*Objective*. Reproduce every one of the records below verbatim, omitting the pictures.

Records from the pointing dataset
#####

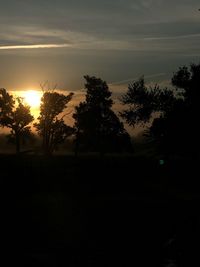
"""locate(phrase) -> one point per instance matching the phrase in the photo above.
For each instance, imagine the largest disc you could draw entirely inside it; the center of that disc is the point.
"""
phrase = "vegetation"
(97, 127)
(50, 126)
(173, 111)
(171, 114)
(16, 116)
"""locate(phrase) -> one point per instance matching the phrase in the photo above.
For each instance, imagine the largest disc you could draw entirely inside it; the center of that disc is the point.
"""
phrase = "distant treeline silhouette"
(171, 111)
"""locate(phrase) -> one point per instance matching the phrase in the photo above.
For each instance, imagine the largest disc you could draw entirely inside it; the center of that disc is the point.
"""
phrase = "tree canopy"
(97, 127)
(173, 111)
(16, 116)
(51, 126)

#####

*Result for this exercise*.
"""locate(phrase) -> one point per instance matching the phrase in the photo above.
For each instance, imagine the largest disc you could draw entirely inside it; the center of that disc is the point.
"""
phrase = "vegetation"
(97, 127)
(50, 126)
(173, 111)
(171, 114)
(16, 116)
"""locate(phrase) -> one point per instance matching the phrase in the photo above.
For each instance, imagine the largest disc you could draw entirely inside it; the center of that disc is the point.
"""
phrase = "distant treeline silhouette"
(171, 111)
"""locate(phrase) -> one point per instance matching the phrase in the photo above.
For each instance, imagine the largest disc you could draw entirely inside it; the center of that disc is the point.
"""
phrase = "tree canopy"
(97, 127)
(173, 111)
(16, 116)
(51, 126)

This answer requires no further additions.